◆ **YOUR TASK**
Reproduce the lines of the data below word for word, beginning at the line that contains "Locate the horse's leg" and continuing through the final line of the data.

Entries from a dataset
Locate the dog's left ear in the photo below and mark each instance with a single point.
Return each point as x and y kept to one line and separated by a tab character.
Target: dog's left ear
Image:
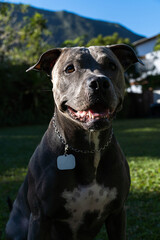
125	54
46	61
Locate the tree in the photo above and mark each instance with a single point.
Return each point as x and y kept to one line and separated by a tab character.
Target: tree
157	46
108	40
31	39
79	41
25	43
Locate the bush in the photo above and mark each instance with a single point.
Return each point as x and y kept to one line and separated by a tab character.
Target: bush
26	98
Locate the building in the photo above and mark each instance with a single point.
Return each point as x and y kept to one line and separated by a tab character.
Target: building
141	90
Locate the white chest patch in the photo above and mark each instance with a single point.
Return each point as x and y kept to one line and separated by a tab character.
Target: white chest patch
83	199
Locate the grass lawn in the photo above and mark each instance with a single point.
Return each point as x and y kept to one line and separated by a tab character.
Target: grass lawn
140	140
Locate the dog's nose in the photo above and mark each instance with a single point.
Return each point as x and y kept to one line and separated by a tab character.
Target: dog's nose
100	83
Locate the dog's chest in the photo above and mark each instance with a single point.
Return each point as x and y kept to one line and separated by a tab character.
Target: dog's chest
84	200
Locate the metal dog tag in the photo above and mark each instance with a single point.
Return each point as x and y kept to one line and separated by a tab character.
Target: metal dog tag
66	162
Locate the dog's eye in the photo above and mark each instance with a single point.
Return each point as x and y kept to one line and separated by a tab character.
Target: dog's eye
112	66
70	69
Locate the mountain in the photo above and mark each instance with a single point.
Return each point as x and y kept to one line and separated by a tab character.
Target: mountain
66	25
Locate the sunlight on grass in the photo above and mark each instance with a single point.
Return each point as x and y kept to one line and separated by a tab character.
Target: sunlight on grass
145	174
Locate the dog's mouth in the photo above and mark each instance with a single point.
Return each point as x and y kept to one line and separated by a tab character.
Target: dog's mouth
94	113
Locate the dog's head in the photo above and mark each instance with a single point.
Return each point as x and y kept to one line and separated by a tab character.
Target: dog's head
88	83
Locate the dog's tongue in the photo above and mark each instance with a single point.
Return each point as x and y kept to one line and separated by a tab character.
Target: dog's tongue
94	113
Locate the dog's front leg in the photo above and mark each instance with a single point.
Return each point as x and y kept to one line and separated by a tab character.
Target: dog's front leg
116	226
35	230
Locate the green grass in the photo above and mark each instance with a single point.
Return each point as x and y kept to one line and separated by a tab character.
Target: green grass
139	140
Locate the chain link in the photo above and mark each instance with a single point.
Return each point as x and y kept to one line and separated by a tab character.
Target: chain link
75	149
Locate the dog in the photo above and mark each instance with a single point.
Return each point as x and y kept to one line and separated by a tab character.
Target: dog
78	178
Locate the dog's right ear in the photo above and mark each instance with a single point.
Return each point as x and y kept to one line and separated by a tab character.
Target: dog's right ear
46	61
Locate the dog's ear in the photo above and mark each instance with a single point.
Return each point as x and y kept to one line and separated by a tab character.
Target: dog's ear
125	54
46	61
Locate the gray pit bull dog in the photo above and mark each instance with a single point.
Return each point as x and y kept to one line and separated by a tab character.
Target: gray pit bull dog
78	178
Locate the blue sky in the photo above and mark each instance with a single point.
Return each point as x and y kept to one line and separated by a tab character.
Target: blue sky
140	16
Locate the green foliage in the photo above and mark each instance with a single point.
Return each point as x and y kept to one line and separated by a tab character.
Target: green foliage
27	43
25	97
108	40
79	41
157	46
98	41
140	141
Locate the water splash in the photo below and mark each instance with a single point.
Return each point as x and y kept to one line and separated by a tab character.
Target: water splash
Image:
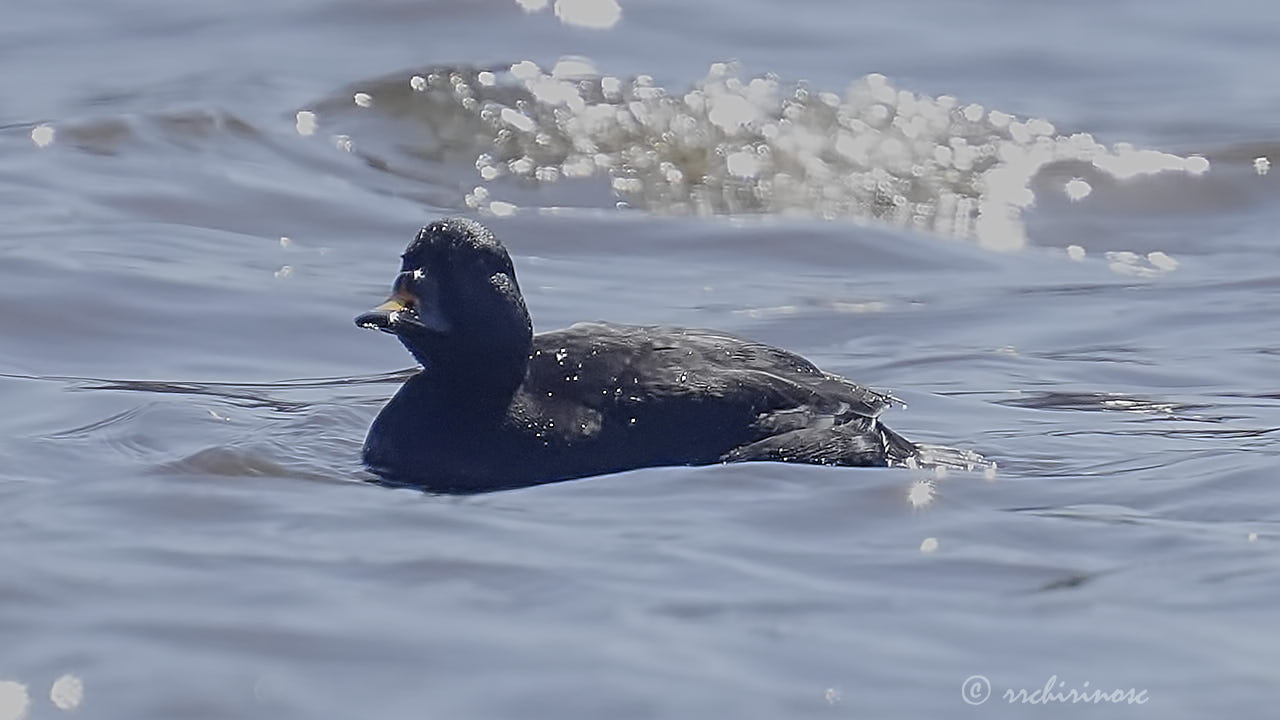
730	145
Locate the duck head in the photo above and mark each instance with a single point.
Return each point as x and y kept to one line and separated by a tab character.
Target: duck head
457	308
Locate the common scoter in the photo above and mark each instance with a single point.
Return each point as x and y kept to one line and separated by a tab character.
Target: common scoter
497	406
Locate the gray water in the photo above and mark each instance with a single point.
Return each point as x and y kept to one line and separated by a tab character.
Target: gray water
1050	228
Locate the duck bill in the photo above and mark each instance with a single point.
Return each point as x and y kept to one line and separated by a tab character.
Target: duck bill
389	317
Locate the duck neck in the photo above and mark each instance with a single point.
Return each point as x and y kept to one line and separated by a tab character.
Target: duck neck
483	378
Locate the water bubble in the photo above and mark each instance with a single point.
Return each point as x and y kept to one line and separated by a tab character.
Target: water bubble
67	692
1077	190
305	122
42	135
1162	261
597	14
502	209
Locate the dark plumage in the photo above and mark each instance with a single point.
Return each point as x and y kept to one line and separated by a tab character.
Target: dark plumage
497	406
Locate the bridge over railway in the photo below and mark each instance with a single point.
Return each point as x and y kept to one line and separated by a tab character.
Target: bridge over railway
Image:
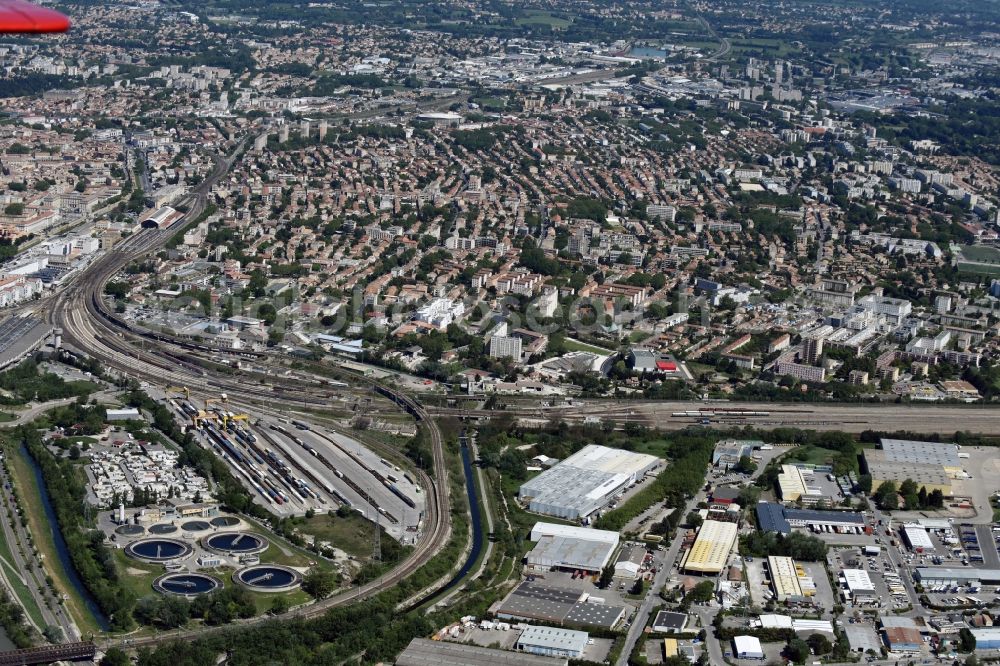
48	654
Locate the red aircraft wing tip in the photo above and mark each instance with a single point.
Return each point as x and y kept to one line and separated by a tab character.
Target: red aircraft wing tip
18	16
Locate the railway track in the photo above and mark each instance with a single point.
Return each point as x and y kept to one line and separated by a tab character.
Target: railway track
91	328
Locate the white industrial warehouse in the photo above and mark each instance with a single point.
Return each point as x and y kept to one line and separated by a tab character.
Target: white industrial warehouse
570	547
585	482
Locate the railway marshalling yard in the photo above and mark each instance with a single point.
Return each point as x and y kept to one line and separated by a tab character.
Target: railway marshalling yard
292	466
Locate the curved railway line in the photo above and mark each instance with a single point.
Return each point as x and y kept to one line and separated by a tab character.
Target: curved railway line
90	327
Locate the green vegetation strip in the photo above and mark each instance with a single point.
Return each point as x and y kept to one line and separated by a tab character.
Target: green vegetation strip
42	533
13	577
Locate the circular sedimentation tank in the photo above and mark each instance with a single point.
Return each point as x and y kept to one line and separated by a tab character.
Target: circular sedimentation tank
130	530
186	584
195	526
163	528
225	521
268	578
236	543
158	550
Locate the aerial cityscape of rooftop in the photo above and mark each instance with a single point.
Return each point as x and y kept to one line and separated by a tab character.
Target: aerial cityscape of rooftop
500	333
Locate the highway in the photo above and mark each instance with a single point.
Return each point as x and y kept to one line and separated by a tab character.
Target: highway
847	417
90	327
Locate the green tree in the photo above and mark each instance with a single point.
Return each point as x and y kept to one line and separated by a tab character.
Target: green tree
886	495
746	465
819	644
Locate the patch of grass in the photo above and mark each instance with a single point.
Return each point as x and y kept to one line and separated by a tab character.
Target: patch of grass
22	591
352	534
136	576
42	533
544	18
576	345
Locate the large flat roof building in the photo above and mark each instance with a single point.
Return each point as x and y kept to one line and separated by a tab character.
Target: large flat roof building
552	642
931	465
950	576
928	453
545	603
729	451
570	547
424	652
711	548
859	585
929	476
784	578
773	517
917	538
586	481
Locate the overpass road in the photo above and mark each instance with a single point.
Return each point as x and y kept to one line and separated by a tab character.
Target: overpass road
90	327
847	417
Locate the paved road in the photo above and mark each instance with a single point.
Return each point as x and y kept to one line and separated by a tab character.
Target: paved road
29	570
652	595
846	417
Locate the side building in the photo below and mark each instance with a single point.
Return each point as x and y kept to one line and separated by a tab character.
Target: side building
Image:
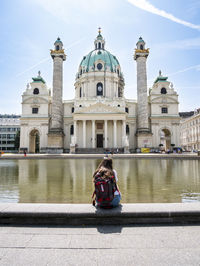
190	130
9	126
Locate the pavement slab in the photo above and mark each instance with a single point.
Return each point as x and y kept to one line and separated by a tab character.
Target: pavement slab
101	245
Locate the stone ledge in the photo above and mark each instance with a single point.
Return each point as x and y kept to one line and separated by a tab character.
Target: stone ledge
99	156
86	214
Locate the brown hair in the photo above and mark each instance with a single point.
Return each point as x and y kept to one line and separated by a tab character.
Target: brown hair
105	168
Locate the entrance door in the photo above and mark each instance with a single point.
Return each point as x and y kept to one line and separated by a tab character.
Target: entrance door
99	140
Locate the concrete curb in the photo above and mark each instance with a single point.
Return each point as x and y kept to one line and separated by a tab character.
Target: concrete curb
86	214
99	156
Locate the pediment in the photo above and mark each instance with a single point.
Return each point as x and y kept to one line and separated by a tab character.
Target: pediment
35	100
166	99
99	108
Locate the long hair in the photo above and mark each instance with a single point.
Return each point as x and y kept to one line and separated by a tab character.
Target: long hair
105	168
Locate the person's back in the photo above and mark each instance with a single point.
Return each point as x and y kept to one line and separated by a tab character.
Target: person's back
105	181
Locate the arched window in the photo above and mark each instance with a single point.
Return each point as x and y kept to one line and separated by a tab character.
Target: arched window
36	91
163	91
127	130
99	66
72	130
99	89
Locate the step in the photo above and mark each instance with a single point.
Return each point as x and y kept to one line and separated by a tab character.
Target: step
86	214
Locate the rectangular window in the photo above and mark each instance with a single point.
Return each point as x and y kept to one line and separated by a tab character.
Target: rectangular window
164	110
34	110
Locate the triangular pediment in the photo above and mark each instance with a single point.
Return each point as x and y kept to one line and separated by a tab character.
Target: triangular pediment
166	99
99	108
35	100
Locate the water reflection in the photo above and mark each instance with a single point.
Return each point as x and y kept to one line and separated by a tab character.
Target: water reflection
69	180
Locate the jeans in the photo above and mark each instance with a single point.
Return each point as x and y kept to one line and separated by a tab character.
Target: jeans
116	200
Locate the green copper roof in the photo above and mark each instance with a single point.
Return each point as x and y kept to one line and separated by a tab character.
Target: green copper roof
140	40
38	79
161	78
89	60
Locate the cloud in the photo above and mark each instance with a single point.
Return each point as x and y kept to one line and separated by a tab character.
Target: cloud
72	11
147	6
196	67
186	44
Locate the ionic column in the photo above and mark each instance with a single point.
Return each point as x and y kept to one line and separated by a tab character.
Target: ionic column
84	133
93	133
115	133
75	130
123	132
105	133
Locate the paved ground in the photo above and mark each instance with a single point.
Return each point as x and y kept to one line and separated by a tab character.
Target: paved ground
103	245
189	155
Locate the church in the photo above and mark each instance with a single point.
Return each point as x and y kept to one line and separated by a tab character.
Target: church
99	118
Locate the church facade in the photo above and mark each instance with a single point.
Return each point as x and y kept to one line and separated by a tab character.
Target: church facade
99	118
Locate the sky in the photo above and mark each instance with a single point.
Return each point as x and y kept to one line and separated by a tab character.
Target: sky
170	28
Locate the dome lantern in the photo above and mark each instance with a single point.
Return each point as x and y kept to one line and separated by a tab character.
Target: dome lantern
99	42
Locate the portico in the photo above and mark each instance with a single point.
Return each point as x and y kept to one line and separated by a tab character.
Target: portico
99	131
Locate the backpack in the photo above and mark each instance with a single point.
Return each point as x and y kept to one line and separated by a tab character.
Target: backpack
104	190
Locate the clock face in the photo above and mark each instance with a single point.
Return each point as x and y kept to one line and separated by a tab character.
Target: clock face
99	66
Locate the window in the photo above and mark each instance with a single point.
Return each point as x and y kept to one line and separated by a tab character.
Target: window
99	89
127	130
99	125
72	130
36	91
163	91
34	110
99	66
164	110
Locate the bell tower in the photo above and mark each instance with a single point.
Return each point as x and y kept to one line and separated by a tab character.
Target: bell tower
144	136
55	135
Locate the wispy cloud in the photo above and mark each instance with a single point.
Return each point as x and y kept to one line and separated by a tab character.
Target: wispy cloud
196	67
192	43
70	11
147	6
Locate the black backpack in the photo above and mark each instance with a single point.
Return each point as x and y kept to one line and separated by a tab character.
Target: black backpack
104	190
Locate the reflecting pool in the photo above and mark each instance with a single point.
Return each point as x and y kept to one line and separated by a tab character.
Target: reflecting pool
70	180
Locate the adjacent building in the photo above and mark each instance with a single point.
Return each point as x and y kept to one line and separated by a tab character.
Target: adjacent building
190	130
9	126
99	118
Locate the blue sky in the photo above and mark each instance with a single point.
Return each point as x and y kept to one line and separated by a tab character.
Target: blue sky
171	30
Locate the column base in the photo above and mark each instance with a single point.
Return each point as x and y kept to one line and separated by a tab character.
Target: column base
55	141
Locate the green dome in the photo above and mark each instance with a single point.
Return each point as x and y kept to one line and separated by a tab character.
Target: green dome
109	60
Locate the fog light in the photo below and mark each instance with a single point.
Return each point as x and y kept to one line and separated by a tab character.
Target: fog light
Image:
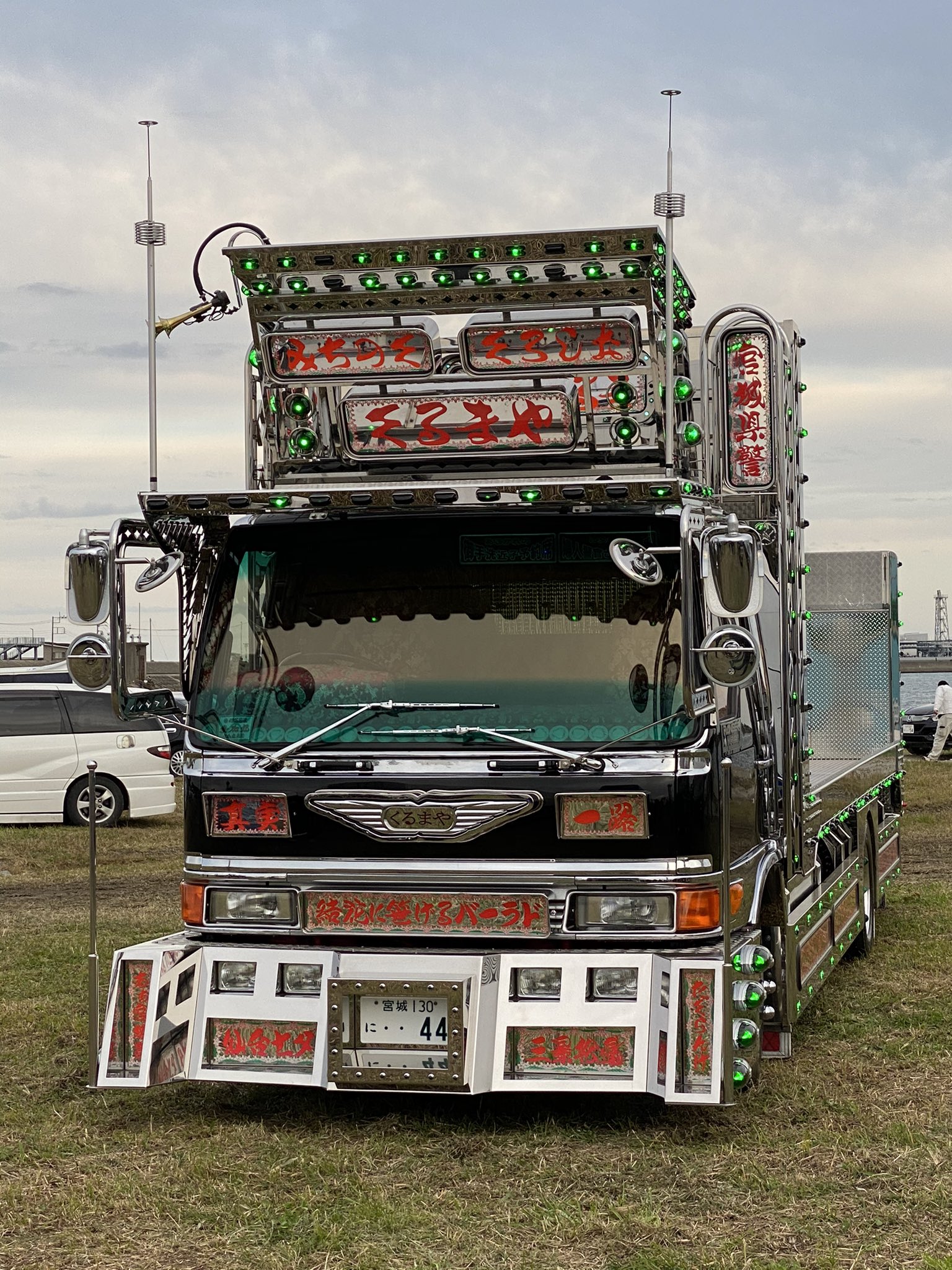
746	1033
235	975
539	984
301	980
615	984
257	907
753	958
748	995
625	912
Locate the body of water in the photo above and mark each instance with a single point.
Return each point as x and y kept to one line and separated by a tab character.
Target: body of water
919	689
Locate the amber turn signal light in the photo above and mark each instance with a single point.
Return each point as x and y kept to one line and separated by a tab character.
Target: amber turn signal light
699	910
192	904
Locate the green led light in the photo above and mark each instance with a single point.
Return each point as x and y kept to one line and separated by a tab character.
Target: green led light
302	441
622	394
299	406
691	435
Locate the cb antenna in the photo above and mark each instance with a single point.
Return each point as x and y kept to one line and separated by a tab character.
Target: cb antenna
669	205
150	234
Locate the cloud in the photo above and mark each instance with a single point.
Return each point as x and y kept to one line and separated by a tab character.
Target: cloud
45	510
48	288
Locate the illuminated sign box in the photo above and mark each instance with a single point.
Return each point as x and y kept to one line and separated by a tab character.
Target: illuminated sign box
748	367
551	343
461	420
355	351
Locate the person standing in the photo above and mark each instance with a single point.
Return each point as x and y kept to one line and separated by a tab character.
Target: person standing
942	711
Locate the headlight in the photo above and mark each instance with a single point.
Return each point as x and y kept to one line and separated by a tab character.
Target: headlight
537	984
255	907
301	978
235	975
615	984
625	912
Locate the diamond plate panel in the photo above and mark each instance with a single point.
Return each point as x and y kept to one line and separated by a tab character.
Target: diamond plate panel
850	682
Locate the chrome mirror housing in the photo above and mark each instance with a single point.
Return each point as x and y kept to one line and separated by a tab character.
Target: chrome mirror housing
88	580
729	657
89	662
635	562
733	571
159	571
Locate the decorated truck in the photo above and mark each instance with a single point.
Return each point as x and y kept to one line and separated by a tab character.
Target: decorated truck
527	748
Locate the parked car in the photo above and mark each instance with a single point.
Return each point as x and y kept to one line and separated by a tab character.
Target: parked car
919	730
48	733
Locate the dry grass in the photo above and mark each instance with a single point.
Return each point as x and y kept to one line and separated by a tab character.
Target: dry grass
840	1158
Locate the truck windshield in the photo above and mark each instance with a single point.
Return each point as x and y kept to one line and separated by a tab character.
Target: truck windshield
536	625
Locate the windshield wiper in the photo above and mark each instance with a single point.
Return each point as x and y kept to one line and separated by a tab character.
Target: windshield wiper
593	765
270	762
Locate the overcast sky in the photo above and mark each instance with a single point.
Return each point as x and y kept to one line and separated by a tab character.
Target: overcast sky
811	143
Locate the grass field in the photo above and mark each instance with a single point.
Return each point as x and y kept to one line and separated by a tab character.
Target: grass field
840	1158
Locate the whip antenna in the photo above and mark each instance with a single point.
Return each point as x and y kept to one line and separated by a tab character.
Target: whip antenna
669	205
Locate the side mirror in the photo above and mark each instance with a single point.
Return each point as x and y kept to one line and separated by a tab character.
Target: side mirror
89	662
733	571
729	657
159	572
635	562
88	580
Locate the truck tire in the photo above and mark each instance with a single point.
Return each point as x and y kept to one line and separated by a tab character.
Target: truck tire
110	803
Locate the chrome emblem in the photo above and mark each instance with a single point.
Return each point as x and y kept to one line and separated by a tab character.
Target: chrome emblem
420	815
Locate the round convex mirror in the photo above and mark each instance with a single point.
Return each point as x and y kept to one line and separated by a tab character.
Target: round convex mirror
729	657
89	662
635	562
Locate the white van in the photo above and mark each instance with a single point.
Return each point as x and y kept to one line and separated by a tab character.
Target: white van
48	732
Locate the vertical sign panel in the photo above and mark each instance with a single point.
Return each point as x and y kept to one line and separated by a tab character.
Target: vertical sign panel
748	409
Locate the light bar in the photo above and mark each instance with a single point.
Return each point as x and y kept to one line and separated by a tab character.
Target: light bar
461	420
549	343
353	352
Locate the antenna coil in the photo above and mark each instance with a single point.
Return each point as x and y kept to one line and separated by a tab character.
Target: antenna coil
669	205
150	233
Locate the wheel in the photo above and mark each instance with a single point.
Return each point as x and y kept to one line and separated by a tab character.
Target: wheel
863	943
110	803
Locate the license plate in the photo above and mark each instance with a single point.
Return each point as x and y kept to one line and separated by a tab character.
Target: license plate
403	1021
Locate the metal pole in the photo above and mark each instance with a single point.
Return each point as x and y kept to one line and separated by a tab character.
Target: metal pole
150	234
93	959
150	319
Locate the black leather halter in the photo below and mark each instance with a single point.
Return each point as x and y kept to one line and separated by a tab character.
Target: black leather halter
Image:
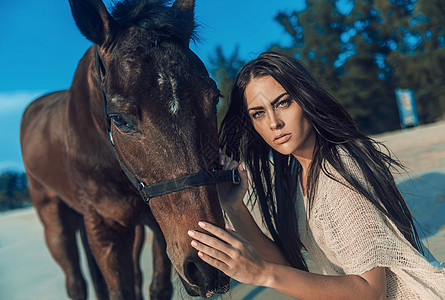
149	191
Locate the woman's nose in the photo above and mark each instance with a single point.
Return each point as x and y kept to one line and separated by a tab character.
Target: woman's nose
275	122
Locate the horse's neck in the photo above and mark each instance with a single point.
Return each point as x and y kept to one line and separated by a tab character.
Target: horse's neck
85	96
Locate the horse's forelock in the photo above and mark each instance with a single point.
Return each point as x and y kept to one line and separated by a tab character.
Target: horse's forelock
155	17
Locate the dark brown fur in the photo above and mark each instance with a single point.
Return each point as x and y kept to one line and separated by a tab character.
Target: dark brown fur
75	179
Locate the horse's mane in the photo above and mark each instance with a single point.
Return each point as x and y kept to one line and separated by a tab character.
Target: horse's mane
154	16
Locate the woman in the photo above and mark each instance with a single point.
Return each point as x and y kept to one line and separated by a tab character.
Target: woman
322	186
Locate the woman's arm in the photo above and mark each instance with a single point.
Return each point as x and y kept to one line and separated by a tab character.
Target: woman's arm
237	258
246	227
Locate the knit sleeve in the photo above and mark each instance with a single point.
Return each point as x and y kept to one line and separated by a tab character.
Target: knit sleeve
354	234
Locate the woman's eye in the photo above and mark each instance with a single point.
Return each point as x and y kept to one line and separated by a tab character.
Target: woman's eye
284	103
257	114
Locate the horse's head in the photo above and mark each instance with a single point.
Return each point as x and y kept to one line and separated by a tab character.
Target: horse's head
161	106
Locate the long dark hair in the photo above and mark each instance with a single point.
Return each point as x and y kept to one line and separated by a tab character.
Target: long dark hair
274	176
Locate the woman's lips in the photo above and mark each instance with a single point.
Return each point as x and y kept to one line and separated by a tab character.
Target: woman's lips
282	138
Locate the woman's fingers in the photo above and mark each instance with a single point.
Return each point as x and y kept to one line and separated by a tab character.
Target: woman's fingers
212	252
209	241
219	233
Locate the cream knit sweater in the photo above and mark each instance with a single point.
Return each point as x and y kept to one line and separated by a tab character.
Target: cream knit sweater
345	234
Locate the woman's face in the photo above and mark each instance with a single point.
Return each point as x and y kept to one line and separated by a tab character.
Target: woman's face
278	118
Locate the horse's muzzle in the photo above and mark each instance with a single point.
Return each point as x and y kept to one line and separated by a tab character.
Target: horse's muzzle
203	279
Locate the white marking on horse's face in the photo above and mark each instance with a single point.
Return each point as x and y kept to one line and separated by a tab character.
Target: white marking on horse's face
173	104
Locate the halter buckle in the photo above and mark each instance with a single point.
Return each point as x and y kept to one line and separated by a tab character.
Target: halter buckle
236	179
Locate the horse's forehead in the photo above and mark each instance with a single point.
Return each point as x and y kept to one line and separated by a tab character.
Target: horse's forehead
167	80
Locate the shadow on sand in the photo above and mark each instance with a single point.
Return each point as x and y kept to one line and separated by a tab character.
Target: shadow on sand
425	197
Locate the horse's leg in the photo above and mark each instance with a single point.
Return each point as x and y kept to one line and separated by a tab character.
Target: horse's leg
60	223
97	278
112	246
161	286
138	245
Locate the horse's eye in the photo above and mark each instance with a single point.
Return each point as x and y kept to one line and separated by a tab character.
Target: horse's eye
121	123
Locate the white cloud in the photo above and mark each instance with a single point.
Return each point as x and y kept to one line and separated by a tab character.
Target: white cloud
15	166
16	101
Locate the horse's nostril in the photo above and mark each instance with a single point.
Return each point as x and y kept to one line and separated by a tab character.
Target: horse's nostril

◆ **OUTPUT OF THE EXERCISE**
Locate the horse's leg in the photo above and mark each instance with a single point.
Return each point as x and y kept to one line and separated by a tab character.
Target: horse's leg
60	223
97	278
112	246
161	286
138	245
Locate the horse's eye in the photo above and mark each instance with a single point.
Return each point as x and y kept to one line and separated by a tab character.
Target: horse's eye
121	123
Locate the white cloud in the photo above and mark each instance with a single point.
Return each point as x and y kept to one line and separated by a tab character.
Target: white cloud
15	166
16	101
Locate the horse's nostril in the photo above and mark each instance with a single point.
Return each point as x and y kept to one line and separated by a tab character.
Target: horse's nostril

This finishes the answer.